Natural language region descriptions
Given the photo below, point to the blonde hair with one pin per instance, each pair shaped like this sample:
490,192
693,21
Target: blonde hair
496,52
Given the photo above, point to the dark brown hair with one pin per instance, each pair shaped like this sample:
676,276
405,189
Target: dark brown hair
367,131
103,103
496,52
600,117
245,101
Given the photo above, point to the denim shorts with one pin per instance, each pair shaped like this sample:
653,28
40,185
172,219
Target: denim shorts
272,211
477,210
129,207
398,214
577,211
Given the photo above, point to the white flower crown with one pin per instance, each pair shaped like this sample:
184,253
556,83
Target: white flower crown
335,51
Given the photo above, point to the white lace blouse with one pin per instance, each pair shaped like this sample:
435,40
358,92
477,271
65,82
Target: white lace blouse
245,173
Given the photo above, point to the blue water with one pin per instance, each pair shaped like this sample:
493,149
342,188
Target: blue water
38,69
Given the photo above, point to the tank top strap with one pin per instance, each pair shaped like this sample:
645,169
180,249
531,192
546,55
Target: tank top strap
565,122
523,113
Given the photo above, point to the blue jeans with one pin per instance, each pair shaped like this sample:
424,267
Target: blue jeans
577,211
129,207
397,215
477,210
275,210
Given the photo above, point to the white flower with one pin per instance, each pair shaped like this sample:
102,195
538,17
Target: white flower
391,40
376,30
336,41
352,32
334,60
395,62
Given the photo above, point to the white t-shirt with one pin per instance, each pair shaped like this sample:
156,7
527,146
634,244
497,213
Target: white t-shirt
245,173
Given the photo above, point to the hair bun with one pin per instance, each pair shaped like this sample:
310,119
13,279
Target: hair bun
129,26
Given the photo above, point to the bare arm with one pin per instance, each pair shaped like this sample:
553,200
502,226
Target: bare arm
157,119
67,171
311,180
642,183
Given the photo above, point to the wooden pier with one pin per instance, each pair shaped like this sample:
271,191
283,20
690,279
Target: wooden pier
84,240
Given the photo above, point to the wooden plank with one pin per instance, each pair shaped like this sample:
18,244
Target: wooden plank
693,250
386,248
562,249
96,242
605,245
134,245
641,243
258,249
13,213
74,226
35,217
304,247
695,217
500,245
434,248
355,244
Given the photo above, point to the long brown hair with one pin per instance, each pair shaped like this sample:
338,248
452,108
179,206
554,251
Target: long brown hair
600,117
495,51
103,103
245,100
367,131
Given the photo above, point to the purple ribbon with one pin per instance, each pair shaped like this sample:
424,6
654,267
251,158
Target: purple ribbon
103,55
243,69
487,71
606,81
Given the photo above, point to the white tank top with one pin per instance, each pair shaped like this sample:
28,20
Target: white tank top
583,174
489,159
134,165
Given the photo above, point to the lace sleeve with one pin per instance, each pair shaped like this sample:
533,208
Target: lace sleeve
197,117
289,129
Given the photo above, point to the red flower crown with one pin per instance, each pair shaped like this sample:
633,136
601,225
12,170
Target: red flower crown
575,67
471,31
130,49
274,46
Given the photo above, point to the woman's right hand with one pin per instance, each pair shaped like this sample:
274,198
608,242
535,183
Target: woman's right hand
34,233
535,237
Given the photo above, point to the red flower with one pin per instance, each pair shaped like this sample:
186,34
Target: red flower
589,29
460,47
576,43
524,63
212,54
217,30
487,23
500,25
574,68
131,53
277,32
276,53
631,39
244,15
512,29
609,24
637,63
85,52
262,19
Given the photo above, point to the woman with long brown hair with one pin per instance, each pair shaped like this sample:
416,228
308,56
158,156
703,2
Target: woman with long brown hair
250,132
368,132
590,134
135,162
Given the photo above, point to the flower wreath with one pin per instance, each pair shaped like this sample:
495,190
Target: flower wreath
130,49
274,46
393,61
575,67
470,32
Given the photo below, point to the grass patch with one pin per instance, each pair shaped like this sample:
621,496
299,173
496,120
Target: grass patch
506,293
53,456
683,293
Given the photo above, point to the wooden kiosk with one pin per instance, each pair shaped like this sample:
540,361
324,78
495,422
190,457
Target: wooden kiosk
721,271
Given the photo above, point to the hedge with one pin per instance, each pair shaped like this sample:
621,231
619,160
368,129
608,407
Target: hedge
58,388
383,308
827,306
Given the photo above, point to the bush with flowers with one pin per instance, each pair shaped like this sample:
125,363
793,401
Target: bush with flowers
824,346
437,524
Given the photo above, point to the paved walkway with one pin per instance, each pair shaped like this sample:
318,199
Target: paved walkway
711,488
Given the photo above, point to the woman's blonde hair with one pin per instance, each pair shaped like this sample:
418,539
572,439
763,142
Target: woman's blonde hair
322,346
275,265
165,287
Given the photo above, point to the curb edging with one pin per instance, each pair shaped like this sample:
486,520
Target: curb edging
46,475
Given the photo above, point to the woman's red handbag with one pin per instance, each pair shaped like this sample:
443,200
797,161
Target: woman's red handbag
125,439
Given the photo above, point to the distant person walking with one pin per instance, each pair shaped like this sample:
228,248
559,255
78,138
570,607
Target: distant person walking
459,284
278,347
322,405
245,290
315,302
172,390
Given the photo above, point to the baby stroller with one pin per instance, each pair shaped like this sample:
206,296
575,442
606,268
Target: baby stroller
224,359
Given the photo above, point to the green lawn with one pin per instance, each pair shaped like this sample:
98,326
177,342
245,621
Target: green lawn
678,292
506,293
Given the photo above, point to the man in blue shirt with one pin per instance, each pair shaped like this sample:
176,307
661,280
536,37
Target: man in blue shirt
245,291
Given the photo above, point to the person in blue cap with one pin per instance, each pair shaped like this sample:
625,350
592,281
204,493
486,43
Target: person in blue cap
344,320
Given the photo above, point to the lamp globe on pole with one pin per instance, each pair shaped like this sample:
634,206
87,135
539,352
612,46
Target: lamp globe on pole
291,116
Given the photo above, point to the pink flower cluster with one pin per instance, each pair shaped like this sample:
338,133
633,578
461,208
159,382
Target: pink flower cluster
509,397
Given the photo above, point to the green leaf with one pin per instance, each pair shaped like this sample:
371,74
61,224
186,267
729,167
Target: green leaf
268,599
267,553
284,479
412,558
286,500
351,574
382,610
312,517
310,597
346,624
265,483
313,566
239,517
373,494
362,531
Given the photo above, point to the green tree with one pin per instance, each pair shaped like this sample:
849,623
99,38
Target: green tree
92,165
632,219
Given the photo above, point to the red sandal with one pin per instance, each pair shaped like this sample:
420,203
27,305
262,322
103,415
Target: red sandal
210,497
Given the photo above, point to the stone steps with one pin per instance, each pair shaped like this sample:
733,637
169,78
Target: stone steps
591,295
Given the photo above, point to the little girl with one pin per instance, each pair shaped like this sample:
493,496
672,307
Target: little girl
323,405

- _What is expected_:
If a line in the records includes the string "below", copy it.

- _Answer to the problem_:
Given the photo below, point to the blonde hair with one pin per instance, each pair shaped like this sample:
Given the photo below, point to the grass patch with one pin per instance, each pair shaped like this sample:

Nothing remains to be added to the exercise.